Retome o texto sobre a alta da taxa Selic e continue a escrita a partir da última frase apresentada.

***** Seção do documento *****

Nessa semana o Copom subiu novamente a taxa de juros. Batemos 14,25%. O mecanismo apoiado de maneira frenética pela grande maioria do setor financeiro e atacado frontalmente pelo setor produtivo, é um remédio amargo para conter o processo inflacionário e, dizem, colocar a economia nos eixos. Mas o que realmente acontece quando a Selic sobe a patamares tão elevados?

O aumento da taxa Selic produz um efeito ilustrado no próprio site do Banco Central. Juros mais altos desestimulam o consumo e, consequentemente, obrigam o mercado a realinhar seus preços. Os empréstimos ficam mais caros, as taxas de juros de cartões de crédito sobem, e o freio de arrumação produzirá efeitos benéficos na economia. Será?

Um estudo produzido em 2024 pelo MADE – Centro de Pesquisa em Macroeconomia das Desigualdades, da Faculdade de Economia e Administração da USP, aponta um resultado que deveria deixar todos absolutamente preocupados. Há um parágrafo minimamente alvissareiro.

***** Seção de dados *****

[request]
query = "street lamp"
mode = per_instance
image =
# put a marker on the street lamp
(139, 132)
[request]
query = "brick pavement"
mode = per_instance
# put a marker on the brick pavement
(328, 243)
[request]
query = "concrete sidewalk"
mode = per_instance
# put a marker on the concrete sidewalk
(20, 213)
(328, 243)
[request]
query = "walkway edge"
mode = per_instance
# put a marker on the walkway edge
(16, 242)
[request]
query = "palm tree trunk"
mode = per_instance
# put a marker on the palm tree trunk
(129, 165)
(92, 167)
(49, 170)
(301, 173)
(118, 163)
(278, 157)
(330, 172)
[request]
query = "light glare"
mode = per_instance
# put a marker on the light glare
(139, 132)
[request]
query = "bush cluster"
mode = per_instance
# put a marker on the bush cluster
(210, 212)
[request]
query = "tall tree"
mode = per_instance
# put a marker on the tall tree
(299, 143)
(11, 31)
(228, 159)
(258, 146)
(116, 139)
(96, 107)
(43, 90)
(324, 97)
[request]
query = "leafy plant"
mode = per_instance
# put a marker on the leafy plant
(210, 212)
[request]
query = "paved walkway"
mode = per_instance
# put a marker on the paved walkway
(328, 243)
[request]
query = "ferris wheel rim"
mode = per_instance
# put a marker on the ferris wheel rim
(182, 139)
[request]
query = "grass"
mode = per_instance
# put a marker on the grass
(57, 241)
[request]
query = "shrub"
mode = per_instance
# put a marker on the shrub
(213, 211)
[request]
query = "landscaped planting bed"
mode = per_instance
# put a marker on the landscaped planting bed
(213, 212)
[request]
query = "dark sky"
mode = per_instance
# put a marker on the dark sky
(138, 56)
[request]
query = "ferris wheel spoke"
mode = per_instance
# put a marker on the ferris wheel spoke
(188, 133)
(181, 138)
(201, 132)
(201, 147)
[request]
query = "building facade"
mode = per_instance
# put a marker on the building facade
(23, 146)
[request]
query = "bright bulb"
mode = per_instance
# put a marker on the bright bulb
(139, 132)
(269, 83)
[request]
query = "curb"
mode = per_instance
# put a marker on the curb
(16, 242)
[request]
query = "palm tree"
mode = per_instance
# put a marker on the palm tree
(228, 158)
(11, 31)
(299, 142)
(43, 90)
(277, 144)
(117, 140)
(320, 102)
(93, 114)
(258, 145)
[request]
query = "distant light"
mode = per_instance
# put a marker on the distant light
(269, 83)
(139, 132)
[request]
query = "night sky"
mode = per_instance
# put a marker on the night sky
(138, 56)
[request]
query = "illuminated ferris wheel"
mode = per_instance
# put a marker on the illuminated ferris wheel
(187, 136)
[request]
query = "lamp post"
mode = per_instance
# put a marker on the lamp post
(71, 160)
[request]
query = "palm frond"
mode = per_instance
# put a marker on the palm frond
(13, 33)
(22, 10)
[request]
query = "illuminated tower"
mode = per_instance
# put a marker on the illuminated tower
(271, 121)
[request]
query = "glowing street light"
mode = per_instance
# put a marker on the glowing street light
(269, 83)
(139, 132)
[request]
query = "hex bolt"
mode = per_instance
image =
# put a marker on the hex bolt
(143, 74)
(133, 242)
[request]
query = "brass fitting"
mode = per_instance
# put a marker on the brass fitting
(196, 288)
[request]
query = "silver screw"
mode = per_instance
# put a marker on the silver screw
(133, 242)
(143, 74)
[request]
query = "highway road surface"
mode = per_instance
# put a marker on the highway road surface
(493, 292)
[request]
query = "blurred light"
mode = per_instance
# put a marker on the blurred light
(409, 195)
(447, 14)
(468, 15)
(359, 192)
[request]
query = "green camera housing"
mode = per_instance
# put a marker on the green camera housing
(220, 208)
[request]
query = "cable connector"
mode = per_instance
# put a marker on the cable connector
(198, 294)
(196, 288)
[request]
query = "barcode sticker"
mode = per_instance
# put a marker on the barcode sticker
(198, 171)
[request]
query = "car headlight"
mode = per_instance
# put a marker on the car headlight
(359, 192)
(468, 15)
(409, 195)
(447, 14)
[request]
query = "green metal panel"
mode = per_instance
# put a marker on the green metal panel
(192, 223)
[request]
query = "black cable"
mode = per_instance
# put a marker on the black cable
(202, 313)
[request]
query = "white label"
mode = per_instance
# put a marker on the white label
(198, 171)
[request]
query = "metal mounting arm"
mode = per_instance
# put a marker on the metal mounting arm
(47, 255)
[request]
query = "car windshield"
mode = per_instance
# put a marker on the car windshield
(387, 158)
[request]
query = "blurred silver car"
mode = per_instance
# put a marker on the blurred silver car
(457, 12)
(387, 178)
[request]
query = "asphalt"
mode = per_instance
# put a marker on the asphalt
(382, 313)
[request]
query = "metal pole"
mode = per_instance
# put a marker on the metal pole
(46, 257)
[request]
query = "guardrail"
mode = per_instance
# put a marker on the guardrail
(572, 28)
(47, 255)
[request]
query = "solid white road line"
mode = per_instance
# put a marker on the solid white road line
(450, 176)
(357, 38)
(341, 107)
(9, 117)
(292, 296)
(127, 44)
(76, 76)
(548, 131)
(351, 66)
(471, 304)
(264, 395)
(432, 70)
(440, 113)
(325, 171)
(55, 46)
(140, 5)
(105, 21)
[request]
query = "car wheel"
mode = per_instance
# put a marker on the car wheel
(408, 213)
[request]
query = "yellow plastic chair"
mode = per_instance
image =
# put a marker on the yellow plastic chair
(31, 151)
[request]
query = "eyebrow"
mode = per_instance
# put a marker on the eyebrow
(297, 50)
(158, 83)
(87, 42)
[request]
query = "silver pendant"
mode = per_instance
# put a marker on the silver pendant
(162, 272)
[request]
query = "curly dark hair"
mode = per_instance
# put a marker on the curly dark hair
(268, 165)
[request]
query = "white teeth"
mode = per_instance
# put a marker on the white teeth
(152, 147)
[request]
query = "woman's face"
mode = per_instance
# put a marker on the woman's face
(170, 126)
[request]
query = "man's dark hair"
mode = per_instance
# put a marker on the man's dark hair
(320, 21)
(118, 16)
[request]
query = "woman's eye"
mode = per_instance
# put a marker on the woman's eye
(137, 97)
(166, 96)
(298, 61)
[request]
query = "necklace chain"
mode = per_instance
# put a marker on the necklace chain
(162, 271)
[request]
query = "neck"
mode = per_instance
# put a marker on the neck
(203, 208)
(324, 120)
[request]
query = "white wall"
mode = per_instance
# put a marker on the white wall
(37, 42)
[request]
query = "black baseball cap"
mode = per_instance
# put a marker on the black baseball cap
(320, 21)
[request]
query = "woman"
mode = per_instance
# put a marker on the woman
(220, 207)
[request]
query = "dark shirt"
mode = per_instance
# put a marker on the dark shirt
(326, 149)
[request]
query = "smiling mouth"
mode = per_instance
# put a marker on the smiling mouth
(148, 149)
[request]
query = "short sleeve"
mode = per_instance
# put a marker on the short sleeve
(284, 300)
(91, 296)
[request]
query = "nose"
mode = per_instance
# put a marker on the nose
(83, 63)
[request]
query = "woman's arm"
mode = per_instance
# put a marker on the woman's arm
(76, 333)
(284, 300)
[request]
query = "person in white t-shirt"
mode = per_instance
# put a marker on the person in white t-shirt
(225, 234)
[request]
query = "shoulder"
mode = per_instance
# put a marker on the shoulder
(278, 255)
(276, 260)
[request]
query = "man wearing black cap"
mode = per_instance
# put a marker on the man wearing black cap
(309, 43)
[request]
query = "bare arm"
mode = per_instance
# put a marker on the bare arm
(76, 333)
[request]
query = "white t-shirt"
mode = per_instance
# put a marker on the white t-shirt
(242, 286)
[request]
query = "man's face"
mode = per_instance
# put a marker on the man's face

*****

Resposta:
“Nossas estimativas sugerem que o aumento de 1 p.p. na Selic está associado a uma redução de 0,02 p.p. na taxa de inflação agregada 24 meses depois. Este resultado sugere que a inflação agregada não parece ser muito sensível a elevações na taxa Selic para este horizonte de tempo.” Em síntese: aumenta-se 1 ponto a Selic e, após dois anos, o resultado tende a ser uma redução de 0,02% na taxa de inflação agregada. O estudo avança para análise sobre os grupos que formam o IPCA. Também contém um alerta sobre algumas especificidades de períodos e menções sobre os anos da pandemia. Vale a leitura.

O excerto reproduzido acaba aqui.